Hacı Bektaş düşüncesi nedir? Alevi[liğin] “özü” nedir? Kurucu kurul neden Hacıbektaş’ta toplanmalı? 300’e yakın ya da daha fazla Alevi ocaklarından31 12 temsilci neden ve nasıl seçilmeli? Bu seçimi kim yapacak ve öteki ocaklara nasıl kabul ettirecek? Ocak sistemi 2011 yılında gerçekten çalışıyor mu? Ocak bir sistem mi, yoksa kendi içlerinde bağımsız, otonom (muhtar) yapılar mı? Bektaşiliğin düşünsel kaynaklarını hakkıyla bilen biliminsanları kimlerdir? Bektaşiliğin düşünsel kaynaklarıyla Aleviliğin ilişkisi nedir? Alevi özünü dinsel çarpıtmaya uğratmayan meşhur ozanlar kimlerdir? Hacı Bektaş soyu Çelebilerin başı kimdir? Bu kurul Aleviliği mi, Bektaşiliği mi örgütleyecektir? Yoksa “islamın özünü, öz islamı” mı? Murat ikisini örgütlemekse bu kurul Babaganlara, Alevi ocaklarına, hele ocak taliplerine nasıl “merkezlik”ini kabul ettirecektir? Böyle bir kurul sömürüyü ortadan nasıl ve neyle kaldıracaktır? Merkezi oluşturmak sorunları tanımanın, çözmenin neresindedir? Hele de Alevilik sorunu toplum açısından “bir din sorunu” değilse neden 12 Alevi ocağı, Bektaşiliğin düşünsel kaynaklarını hakkıyla bilen bilimadamları ve “Çelebilerin başı”nın yer alacağı örgüt şemaları oluşturuluyor ki? Siyaset içinse “devrimci hareketimiz” ve onun London City Center’ı hala yok mu?..
***
Görevler:
1. Alıntıya dayanarak aşağıdakileri yanıtlayın:
(a) Kurucu kurulun toplanması gerektiği sorgulanan yer neresidir?
(b) Kaç Alevi ocağından kaç temsilci seçilmesi söz konusudur?
(c) Ocak sisteminin gerçekten çalışıp çalışmadığı hangi yıl için sorgulanmaktadır?
2. Alıntıda, 12 Alevi ocağı ve "Çelebilerin başı"nı içeren örgüt şemalarının oluşturulması hangi gerekçeyle sorgulanıyor? Bir ila üç cümleyle açıklayın.
3. Alıntıda sorgulanan örgüt şemalarında yer alacağı belirtilen tüm unsurları listeleyin.
Yanıtlar için aşağıdaki malzemeye başvurmak gerekmez.

Sağlanan malzeme:
***
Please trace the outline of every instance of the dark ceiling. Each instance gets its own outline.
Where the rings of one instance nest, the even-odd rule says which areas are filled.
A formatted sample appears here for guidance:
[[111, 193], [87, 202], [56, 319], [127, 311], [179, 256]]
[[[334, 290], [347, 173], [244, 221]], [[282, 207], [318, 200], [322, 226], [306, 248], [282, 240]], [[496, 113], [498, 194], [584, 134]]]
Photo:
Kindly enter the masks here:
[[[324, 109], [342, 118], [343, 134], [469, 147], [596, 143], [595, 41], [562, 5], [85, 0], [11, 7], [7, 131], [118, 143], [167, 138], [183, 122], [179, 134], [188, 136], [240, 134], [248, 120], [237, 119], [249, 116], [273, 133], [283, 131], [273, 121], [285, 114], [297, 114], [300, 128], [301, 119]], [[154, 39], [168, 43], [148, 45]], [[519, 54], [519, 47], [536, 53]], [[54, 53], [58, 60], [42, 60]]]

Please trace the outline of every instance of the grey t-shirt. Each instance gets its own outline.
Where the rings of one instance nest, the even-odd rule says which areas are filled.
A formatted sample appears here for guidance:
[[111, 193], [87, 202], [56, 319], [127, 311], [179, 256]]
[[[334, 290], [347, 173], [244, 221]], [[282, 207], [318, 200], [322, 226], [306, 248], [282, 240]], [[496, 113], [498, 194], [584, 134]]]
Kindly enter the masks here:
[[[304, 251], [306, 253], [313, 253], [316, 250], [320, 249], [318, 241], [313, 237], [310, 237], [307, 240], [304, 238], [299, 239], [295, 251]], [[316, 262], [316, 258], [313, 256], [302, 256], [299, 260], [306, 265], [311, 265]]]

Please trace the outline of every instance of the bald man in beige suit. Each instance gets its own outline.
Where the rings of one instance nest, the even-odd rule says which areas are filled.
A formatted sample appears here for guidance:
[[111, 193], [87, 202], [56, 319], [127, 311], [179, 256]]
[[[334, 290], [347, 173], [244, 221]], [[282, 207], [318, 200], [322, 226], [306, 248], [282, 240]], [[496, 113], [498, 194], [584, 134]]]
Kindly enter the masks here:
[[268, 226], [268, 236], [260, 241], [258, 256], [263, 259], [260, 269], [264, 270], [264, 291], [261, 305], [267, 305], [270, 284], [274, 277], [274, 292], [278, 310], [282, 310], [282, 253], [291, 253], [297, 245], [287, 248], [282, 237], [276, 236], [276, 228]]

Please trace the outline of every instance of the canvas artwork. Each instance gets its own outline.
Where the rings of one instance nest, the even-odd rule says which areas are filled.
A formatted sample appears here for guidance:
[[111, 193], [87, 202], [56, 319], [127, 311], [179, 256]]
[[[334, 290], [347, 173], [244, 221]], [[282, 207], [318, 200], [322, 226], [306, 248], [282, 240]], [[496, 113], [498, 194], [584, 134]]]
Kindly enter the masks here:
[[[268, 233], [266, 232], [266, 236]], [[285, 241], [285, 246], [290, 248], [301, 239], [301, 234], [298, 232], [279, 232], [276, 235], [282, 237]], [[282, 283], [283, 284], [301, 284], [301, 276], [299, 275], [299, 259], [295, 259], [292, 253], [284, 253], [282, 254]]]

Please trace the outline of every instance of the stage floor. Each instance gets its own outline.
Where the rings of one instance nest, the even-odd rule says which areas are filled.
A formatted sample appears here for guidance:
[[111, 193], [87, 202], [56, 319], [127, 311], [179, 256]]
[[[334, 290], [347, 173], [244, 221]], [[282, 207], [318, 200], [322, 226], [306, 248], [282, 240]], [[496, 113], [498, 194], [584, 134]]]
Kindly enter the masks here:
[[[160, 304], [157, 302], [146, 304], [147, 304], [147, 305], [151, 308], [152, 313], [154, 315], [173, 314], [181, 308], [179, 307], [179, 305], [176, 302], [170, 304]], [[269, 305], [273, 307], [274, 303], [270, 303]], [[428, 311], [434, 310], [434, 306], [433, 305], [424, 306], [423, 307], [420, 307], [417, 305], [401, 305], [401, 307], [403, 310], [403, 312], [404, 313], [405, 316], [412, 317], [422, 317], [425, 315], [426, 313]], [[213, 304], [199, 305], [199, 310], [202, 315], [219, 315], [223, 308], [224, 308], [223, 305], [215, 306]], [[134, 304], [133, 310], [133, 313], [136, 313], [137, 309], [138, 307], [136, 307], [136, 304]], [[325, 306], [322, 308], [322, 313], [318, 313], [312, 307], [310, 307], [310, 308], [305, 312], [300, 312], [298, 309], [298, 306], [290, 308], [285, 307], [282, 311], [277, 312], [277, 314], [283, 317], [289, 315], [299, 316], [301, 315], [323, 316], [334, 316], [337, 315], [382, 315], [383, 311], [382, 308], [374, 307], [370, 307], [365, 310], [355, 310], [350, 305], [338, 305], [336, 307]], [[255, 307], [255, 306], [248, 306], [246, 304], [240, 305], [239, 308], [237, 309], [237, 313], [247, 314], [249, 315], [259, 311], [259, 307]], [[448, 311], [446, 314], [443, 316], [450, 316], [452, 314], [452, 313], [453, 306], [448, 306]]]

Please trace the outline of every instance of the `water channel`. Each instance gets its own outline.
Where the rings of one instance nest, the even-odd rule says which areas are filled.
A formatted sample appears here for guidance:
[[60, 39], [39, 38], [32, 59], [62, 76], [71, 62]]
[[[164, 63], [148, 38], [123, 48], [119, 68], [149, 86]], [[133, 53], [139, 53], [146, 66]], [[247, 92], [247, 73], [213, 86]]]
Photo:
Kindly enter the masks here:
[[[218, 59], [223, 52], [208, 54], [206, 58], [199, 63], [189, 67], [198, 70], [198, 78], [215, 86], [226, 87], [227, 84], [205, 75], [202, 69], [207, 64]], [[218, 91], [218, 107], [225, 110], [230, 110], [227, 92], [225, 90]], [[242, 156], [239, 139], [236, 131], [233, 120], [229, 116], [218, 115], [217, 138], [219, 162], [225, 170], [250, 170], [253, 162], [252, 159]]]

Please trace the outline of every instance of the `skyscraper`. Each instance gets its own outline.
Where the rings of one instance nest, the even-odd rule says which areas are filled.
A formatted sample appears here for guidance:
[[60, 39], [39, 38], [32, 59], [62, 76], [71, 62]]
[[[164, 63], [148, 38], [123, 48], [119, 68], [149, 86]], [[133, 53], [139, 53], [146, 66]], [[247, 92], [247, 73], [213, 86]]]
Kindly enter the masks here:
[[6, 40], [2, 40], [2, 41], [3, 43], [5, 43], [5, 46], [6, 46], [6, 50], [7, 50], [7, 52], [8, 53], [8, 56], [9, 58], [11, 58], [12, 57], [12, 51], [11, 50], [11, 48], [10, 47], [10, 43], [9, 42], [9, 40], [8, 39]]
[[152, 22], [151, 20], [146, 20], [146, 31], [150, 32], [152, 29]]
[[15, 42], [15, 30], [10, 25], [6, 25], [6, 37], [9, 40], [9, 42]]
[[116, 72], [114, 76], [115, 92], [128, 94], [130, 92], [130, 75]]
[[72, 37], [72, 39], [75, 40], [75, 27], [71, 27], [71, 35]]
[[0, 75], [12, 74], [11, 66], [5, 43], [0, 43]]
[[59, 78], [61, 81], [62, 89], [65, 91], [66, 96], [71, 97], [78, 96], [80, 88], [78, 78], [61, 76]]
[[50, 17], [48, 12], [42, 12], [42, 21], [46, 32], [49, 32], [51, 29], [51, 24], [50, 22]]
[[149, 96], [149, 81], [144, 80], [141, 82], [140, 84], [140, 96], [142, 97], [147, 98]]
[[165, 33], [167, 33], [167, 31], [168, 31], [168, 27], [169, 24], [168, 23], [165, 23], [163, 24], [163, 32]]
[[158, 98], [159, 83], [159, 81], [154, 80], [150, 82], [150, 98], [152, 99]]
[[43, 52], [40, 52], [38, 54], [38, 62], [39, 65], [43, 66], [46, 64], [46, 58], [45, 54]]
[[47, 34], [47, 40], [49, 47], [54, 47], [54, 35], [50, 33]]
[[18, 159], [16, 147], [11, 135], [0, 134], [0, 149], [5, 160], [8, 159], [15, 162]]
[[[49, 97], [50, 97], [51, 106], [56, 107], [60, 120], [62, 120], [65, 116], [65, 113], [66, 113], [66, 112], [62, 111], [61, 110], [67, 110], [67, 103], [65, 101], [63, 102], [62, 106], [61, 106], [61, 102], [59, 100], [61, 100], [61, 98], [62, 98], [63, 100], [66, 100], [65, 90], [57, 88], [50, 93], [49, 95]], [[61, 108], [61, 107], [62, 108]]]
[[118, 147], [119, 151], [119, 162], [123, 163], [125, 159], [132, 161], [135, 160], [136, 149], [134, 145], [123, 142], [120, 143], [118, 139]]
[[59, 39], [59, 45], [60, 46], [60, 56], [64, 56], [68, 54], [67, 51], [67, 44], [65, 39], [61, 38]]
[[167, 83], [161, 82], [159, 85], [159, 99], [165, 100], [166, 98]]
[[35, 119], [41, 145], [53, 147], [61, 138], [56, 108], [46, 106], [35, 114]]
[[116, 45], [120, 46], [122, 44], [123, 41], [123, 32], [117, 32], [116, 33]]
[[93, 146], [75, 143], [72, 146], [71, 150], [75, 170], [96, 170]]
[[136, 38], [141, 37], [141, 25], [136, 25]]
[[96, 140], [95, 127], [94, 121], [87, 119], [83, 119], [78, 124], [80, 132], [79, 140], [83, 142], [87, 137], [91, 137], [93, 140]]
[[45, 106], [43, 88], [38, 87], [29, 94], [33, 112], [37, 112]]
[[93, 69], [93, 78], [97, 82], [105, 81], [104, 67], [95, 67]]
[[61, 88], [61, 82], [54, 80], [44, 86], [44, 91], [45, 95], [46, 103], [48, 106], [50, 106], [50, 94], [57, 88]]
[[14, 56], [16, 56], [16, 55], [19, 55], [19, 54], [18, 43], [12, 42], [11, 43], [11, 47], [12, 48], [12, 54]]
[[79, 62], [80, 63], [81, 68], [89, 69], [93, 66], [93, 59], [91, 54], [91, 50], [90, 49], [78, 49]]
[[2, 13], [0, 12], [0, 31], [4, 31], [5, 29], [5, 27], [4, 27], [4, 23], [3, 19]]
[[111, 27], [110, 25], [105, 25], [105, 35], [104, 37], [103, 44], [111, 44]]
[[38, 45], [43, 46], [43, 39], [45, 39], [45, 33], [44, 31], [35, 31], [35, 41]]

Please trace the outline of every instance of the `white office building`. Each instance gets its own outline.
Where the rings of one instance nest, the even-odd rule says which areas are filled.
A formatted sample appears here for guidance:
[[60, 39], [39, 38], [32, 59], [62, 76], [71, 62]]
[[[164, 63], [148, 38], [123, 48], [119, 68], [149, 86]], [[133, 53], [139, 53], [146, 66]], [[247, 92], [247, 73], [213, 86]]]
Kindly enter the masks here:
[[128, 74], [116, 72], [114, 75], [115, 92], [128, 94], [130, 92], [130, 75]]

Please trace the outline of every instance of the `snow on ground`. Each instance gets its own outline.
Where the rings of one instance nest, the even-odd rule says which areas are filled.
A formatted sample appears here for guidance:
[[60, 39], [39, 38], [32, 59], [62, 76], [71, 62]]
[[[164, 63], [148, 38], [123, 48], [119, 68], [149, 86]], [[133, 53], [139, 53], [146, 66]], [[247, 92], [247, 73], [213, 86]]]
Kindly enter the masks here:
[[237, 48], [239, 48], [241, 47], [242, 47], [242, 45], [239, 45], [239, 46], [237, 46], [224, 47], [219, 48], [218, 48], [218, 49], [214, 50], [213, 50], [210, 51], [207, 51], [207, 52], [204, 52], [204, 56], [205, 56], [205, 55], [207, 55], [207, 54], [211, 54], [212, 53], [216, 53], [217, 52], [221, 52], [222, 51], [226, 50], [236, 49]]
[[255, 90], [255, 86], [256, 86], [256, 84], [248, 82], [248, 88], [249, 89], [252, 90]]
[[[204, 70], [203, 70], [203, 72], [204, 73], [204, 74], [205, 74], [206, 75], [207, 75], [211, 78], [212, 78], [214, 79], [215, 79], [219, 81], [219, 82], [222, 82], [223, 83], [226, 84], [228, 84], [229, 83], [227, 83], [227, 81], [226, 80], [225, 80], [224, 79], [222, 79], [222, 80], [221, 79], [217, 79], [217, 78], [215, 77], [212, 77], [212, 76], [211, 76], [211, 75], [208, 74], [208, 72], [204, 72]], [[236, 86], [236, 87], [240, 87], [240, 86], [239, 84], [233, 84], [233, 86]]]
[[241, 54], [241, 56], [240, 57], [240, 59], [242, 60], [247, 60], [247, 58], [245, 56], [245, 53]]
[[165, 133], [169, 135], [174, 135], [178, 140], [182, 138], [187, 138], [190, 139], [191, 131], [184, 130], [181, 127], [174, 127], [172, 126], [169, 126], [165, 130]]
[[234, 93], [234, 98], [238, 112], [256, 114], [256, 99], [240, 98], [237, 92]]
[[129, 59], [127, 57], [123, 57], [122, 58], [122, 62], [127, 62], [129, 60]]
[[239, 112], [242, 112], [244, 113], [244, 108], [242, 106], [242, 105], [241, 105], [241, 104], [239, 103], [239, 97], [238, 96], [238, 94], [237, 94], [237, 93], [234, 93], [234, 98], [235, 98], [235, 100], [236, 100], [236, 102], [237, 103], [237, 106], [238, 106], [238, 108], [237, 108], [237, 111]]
***
Yazılı yanıtlar:
1.
(a) Hacıbektaş.
(b) 300'e yakın ya da daha fazla Alevi ocağından 12 temsilci.
(c) 2011.

2. Alıntıya göre Alevilik sorunu toplum açısından "bir din sorunu" değilse, dinsel figürleri ve ocakları içeren örgüt şemalarının oluşturulması anlamsız kalmaktadır. Bu yüzden böyle şemaların neden kurulduğu soru konusu yapılıyor.

3.
- 12 Alevi ocağı
- Bektaşiliğin düşünsel kaynaklarını hakkıyla bilen bilimadamları
- "Çelebilerin başı"